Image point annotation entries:
__________________________________________________

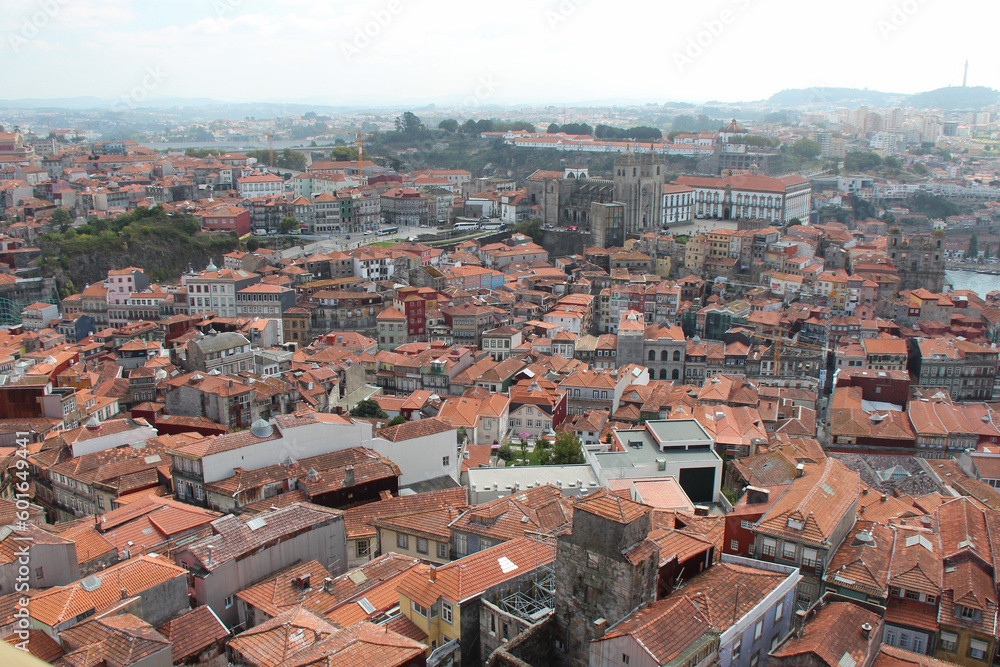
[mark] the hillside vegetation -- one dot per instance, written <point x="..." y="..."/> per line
<point x="163" y="244"/>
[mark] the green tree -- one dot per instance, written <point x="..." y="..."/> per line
<point x="567" y="449"/>
<point x="505" y="453"/>
<point x="450" y="125"/>
<point x="973" y="252"/>
<point x="532" y="228"/>
<point x="61" y="219"/>
<point x="409" y="124"/>
<point x="806" y="148"/>
<point x="368" y="409"/>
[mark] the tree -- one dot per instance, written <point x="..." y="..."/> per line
<point x="567" y="449"/>
<point x="409" y="124"/>
<point x="505" y="453"/>
<point x="806" y="148"/>
<point x="973" y="252"/>
<point x="368" y="409"/>
<point x="61" y="219"/>
<point x="532" y="228"/>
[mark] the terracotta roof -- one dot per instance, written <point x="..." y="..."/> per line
<point x="64" y="603"/>
<point x="834" y="636"/>
<point x="118" y="640"/>
<point x="468" y="577"/>
<point x="861" y="563"/>
<point x="234" y="537"/>
<point x="361" y="645"/>
<point x="193" y="632"/>
<point x="812" y="505"/>
<point x="359" y="520"/>
<point x="665" y="628"/>
<point x="415" y="429"/>
<point x="274" y="642"/>
<point x="609" y="506"/>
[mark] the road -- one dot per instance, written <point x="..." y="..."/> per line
<point x="342" y="242"/>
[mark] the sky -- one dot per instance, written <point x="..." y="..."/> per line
<point x="475" y="53"/>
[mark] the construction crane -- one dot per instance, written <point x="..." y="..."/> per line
<point x="777" y="343"/>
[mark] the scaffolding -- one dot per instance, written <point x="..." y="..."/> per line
<point x="538" y="601"/>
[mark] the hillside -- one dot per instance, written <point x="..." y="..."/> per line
<point x="849" y="97"/>
<point x="162" y="244"/>
<point x="954" y="97"/>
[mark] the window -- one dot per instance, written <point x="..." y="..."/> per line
<point x="769" y="546"/>
<point x="977" y="649"/>
<point x="967" y="613"/>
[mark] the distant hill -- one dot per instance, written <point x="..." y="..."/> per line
<point x="954" y="97"/>
<point x="844" y="97"/>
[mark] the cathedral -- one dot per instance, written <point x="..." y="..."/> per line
<point x="919" y="259"/>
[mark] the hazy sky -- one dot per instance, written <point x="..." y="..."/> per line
<point x="479" y="53"/>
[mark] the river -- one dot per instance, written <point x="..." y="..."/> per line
<point x="980" y="283"/>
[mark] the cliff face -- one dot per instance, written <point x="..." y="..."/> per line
<point x="164" y="246"/>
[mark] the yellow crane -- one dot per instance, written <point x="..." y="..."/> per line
<point x="777" y="342"/>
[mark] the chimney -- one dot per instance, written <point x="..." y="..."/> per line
<point x="800" y="619"/>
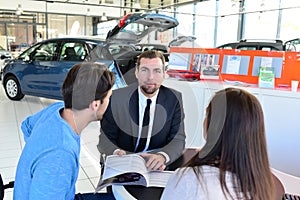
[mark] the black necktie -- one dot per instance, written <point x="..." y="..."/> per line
<point x="145" y="127"/>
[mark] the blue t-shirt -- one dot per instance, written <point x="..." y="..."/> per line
<point x="49" y="163"/>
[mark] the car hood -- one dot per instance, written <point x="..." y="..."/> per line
<point x="180" y="40"/>
<point x="133" y="27"/>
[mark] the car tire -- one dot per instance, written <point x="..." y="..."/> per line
<point x="13" y="89"/>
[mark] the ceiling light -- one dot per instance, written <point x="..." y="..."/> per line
<point x="104" y="18"/>
<point x="19" y="10"/>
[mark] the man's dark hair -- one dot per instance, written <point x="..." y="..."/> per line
<point x="151" y="54"/>
<point x="85" y="83"/>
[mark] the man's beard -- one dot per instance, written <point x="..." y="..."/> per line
<point x="149" y="90"/>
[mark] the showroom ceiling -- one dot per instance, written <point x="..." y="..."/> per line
<point x="138" y="4"/>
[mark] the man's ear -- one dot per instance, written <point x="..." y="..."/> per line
<point x="95" y="104"/>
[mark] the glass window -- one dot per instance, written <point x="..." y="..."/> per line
<point x="227" y="27"/>
<point x="72" y="51"/>
<point x="205" y="24"/>
<point x="75" y="25"/>
<point x="290" y="27"/>
<point x="56" y="25"/>
<point x="45" y="52"/>
<point x="262" y="22"/>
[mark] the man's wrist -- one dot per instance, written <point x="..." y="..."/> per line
<point x="164" y="155"/>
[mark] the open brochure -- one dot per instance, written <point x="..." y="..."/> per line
<point x="131" y="170"/>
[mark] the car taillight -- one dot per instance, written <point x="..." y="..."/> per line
<point x="123" y="19"/>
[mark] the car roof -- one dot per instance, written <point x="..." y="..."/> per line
<point x="259" y="44"/>
<point x="81" y="38"/>
<point x="149" y="21"/>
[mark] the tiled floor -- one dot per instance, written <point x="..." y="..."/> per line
<point x="12" y="113"/>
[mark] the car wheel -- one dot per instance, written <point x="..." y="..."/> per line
<point x="13" y="89"/>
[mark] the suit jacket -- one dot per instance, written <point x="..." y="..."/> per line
<point x="120" y="123"/>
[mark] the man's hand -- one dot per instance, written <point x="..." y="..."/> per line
<point x="154" y="161"/>
<point x="119" y="152"/>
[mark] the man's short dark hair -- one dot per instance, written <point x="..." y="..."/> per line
<point x="151" y="54"/>
<point x="85" y="83"/>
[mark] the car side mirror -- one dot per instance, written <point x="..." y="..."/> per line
<point x="3" y="57"/>
<point x="26" y="59"/>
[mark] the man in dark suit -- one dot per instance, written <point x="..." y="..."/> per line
<point x="122" y="127"/>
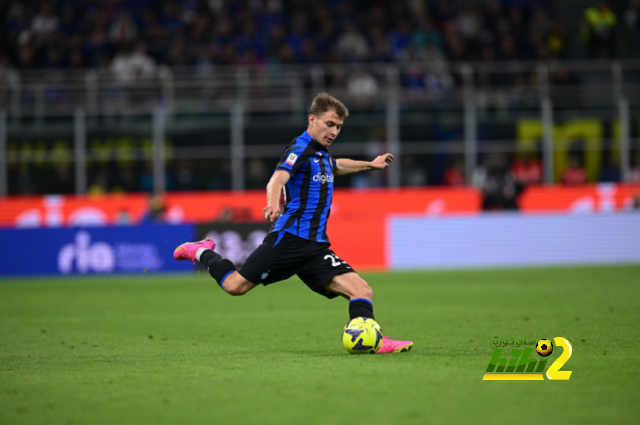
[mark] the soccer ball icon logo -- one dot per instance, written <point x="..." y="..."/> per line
<point x="362" y="336"/>
<point x="544" y="347"/>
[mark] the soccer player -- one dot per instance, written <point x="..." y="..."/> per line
<point x="298" y="242"/>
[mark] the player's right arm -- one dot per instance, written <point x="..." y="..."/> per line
<point x="273" y="210"/>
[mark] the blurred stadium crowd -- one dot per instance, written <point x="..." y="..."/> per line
<point x="113" y="33"/>
<point x="131" y="39"/>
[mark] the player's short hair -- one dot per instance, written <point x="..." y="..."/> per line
<point x="325" y="102"/>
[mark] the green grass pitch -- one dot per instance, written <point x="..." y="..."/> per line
<point x="175" y="349"/>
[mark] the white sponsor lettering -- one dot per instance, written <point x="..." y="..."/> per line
<point x="323" y="178"/>
<point x="102" y="257"/>
<point x="292" y="159"/>
<point x="98" y="257"/>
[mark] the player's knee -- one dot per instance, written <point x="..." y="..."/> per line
<point x="234" y="286"/>
<point x="235" y="291"/>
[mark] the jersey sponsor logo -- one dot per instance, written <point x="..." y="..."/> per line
<point x="323" y="178"/>
<point x="291" y="159"/>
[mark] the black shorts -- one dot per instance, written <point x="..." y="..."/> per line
<point x="313" y="262"/>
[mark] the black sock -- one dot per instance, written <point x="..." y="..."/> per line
<point x="217" y="266"/>
<point x="360" y="307"/>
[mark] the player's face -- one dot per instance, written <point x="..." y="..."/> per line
<point x="325" y="128"/>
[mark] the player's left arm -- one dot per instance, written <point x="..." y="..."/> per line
<point x="349" y="166"/>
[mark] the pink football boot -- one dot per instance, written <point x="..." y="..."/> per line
<point x="393" y="346"/>
<point x="187" y="251"/>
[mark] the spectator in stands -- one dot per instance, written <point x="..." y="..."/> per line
<point x="45" y="22"/>
<point x="129" y="66"/>
<point x="438" y="82"/>
<point x="123" y="29"/>
<point x="352" y="45"/>
<point x="412" y="174"/>
<point x="362" y="86"/>
<point x="598" y="30"/>
<point x="527" y="169"/>
<point x="574" y="174"/>
<point x="454" y="174"/>
<point x="495" y="179"/>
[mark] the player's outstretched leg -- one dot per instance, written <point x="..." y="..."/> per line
<point x="221" y="269"/>
<point x="360" y="296"/>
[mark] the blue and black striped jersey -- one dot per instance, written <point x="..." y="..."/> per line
<point x="309" y="192"/>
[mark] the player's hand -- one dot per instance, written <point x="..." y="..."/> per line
<point x="272" y="213"/>
<point x="381" y="162"/>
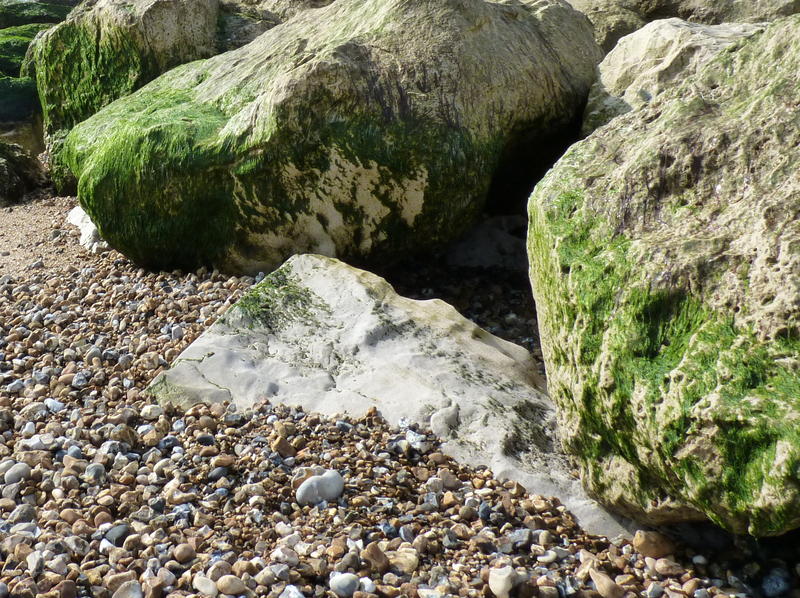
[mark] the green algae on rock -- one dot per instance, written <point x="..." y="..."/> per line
<point x="665" y="264"/>
<point x="109" y="48"/>
<point x="18" y="101"/>
<point x="14" y="42"/>
<point x="24" y="12"/>
<point x="365" y="129"/>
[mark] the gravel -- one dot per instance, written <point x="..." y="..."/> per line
<point x="105" y="494"/>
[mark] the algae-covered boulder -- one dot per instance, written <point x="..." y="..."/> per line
<point x="14" y="42"/>
<point x="23" y="12"/>
<point x="108" y="48"/>
<point x="614" y="19"/>
<point x="19" y="173"/>
<point x="18" y="101"/>
<point x="665" y="264"/>
<point x="653" y="59"/>
<point x="365" y="129"/>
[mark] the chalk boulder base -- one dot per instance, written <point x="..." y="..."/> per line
<point x="334" y="339"/>
<point x="665" y="264"/>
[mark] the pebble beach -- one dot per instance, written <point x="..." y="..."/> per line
<point x="105" y="494"/>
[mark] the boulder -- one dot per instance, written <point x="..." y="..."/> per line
<point x="109" y="48"/>
<point x="241" y="21"/>
<point x="665" y="264"/>
<point x="14" y="42"/>
<point x="655" y="58"/>
<point x="366" y="129"/>
<point x="24" y="12"/>
<point x="19" y="173"/>
<point x="333" y="339"/>
<point x="614" y="19"/>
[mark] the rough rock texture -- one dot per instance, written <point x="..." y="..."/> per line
<point x="333" y="339"/>
<point x="109" y="48"/>
<point x="14" y="42"/>
<point x="24" y="12"/>
<point x="19" y="173"/>
<point x="365" y="129"/>
<point x="241" y="21"/>
<point x="655" y="58"/>
<point x="665" y="264"/>
<point x="614" y="19"/>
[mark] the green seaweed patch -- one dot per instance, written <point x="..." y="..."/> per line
<point x="278" y="301"/>
<point x="18" y="100"/>
<point x="14" y="42"/>
<point x="78" y="71"/>
<point x="24" y="12"/>
<point x="627" y="337"/>
<point x="171" y="154"/>
<point x="129" y="162"/>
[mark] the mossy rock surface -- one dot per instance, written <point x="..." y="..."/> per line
<point x="109" y="48"/>
<point x="614" y="19"/>
<point x="365" y="129"/>
<point x="23" y="12"/>
<point x="19" y="173"/>
<point x="18" y="101"/>
<point x="14" y="42"/>
<point x="665" y="260"/>
<point x="653" y="59"/>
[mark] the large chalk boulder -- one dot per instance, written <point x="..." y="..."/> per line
<point x="334" y="339"/>
<point x="653" y="59"/>
<point x="109" y="48"/>
<point x="614" y="19"/>
<point x="665" y="264"/>
<point x="366" y="129"/>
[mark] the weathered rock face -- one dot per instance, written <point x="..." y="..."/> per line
<point x="653" y="59"/>
<point x="19" y="173"/>
<point x="109" y="48"/>
<point x="365" y="129"/>
<point x="614" y="19"/>
<point x="241" y="21"/>
<point x="333" y="339"/>
<point x="665" y="263"/>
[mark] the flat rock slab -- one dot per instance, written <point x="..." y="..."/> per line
<point x="322" y="335"/>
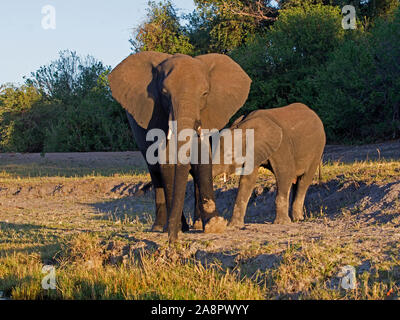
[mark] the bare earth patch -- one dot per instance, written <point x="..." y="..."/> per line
<point x="352" y="217"/>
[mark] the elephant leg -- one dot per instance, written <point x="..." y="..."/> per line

__________________________________________________

Leave the pictures out, and please copy only the lines from the one with "[mark] the rough" through the end of the listing.

- **Task solution**:
[mark] the rough rock texture -- one dot per instance, written <point x="..." y="..."/> per line
<point x="333" y="339"/>
<point x="109" y="48"/>
<point x="14" y="42"/>
<point x="24" y="12"/>
<point x="19" y="173"/>
<point x="365" y="129"/>
<point x="241" y="21"/>
<point x="655" y="58"/>
<point x="665" y="264"/>
<point x="614" y="19"/>
[mark] the green seaweed patch -- one dot per instance, written <point x="..." y="..."/> per line
<point x="278" y="301"/>
<point x="18" y="100"/>
<point x="14" y="42"/>
<point x="78" y="71"/>
<point x="24" y="12"/>
<point x="627" y="337"/>
<point x="171" y="154"/>
<point x="129" y="162"/>
[mark] the mossy rock surface -- one dot per instance, written <point x="..." y="..."/> per line
<point x="109" y="48"/>
<point x="614" y="19"/>
<point x="365" y="129"/>
<point x="23" y="12"/>
<point x="19" y="173"/>
<point x="18" y="101"/>
<point x="14" y="42"/>
<point x="665" y="260"/>
<point x="653" y="59"/>
[mark] the large chalk boulder -- one dot per instance, written <point x="..." y="..."/> per line
<point x="334" y="339"/>
<point x="653" y="59"/>
<point x="109" y="48"/>
<point x="614" y="19"/>
<point x="665" y="264"/>
<point x="366" y="129"/>
[mark] the weathered rock face -- one dot per instance, written <point x="..." y="..."/> per line
<point x="653" y="59"/>
<point x="19" y="173"/>
<point x="109" y="48"/>
<point x="365" y="129"/>
<point x="614" y="19"/>
<point x="241" y="21"/>
<point x="333" y="339"/>
<point x="665" y="263"/>
[mark] the flat rock slab -- one dot per instance, written <point x="..." y="..."/> per line
<point x="322" y="335"/>
[mark] the bare earth patch -- one dot per instance, written <point x="..." y="..."/> per line
<point x="352" y="217"/>
[mark] the elephant leg -- one dot per instance, written <point x="..." y="..."/> per line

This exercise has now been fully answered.